§ TEXT EXCERPT:
——
Source code in tinybig/koala/linear_algebra/kernel.py

def batch_gaussian_rbf_kernel(x: torch.Tensor, sigma: float = 1.0, dim: int = 0):
    """
        Computes the Gaussian Radial Basis Function (RBF) kernel matrix for a batch of vectors.

        Parameters
        ----------
        x : torch.Tensor
            Input tensor of shape (b, m).
        sigma : float, default=1.0
            The standard deviation of the Gaussian kernel.
        dim : int, default=0
            The dimension along which the kernel is computed.

        Returns
        -------
        torch.Tensor
            The Gaussian RBF kernel matrix of shape (m, m).

        Examples
        --------
        >>> batch_gaussian_rbf_kernel(torch.tensor([[1.0, 2.0], [3.0, 4.0]]), sigma=1.0, dim=1)
        tensor([[1.0000, 0.0183],
                [0.0183, 1.0000]])
    """
    if sigma <= 0.0:
        raise ValueError('sigma must be positive...')
    return torch.exp(- batch_euclidean_distance(x=x, dim=dim) ** 2 / (2 * sigma ** 2))

Computes the Laplacian kernel.

Parameters:

Name	Type	Description	Default
x	Tensor	The input tensor. For pairwise computation, this is the first tensor (x1).	required
x2	Tensor	The second input tensor for pairwise computation. If not provided, the kernel is computed in batch mode.	None
sigma	float	The scale parameter for the Laplacian kernel.	1.0
dim	int	The dimension along which the distances are computed in batch mode.	0

Returns:

Type	Description
Tensor	For pairwise computation (x and x2 provided): A scalar kernel value. For batch computation (x2 is None): A kernel matrix of shape (m, m).
——
§ INFORMATION GIVEN:

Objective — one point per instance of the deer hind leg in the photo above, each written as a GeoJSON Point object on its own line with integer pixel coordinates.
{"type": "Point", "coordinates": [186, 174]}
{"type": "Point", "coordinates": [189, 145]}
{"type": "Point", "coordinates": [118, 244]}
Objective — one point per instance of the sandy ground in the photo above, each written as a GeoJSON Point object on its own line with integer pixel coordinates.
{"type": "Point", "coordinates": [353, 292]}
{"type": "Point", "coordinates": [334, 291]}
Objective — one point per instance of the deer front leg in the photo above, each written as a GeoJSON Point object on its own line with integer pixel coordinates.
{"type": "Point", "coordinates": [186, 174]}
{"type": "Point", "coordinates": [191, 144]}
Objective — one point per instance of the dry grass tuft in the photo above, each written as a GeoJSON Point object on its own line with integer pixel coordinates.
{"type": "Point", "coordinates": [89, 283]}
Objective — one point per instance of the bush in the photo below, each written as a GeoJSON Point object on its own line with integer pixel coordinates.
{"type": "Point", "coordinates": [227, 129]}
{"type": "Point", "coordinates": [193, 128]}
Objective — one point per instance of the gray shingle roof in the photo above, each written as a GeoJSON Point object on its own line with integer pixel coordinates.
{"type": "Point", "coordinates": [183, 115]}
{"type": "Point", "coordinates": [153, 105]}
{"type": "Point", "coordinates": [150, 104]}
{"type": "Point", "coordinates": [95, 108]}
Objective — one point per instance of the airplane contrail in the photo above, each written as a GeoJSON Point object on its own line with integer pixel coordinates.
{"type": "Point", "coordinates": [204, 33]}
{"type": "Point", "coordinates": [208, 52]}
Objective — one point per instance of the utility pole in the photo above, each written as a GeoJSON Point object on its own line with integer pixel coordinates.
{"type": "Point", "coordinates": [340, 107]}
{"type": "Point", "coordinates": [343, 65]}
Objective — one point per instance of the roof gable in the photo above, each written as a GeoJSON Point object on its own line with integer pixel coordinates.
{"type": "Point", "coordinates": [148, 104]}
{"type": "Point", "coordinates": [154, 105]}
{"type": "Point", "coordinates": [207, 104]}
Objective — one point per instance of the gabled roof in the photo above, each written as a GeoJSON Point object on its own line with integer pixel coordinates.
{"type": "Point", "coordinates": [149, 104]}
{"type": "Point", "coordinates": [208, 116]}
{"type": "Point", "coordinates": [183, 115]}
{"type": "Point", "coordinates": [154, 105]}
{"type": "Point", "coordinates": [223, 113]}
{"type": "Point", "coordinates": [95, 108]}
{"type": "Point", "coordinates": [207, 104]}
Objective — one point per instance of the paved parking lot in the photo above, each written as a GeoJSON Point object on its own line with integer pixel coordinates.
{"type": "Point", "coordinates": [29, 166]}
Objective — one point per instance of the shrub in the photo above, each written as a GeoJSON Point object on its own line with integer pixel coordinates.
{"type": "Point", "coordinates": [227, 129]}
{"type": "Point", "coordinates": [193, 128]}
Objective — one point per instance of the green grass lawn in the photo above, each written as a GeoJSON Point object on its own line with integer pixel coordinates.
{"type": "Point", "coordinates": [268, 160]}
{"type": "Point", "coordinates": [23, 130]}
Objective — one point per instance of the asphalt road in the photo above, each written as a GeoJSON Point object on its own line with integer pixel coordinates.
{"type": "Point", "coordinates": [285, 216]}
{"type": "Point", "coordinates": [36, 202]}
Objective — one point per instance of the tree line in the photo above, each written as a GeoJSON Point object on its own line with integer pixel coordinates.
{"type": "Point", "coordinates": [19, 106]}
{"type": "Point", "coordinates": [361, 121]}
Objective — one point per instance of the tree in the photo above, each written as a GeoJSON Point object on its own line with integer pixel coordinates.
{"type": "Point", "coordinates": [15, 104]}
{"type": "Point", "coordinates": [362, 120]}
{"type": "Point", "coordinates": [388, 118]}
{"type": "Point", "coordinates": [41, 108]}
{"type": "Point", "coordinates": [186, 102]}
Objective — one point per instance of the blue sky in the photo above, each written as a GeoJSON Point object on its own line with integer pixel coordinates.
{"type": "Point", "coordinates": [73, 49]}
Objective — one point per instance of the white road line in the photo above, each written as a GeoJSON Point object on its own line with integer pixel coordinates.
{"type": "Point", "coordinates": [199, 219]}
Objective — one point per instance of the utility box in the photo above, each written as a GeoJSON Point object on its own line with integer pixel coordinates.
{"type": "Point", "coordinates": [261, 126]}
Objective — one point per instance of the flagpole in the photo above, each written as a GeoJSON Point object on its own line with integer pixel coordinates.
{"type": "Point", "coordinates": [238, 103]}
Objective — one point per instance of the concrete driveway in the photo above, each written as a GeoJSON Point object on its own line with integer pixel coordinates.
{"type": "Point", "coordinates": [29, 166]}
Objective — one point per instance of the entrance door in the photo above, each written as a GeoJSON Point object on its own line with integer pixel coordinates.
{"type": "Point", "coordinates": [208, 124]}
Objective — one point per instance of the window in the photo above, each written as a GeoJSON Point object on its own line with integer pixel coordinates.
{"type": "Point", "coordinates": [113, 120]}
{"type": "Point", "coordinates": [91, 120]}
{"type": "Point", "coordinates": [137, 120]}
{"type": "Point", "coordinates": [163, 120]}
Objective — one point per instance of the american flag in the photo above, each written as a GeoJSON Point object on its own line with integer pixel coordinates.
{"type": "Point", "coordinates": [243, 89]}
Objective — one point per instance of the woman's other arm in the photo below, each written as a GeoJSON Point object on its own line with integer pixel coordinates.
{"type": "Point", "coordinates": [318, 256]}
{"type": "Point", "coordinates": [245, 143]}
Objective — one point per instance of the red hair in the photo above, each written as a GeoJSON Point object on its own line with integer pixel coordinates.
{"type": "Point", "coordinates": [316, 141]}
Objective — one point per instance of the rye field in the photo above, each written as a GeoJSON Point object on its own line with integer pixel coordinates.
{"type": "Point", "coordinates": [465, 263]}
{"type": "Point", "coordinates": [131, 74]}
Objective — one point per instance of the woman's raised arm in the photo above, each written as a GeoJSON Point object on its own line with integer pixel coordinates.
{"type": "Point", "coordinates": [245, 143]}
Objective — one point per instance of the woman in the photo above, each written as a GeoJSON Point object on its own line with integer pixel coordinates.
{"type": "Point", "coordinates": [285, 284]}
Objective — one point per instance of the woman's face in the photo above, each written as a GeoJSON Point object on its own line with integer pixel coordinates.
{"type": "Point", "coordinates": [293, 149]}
——
§ TASK GOAL: Reproduce the passage of the kernel code excerpt starting at "Computes the Gaussian" and ending at "the Gaussian kernel.", unchanged.

§ COMPLETE OUTPUT:
Computes the Gaussian Radial Basis Function (RBF) kernel matrix for a batch of vectors.

        Parameters
        ----------
        x : torch.Tensor
            Input tensor of shape (b, m).
        sigma : float, default=1.0
            The standard deviation of the Gaussian kernel.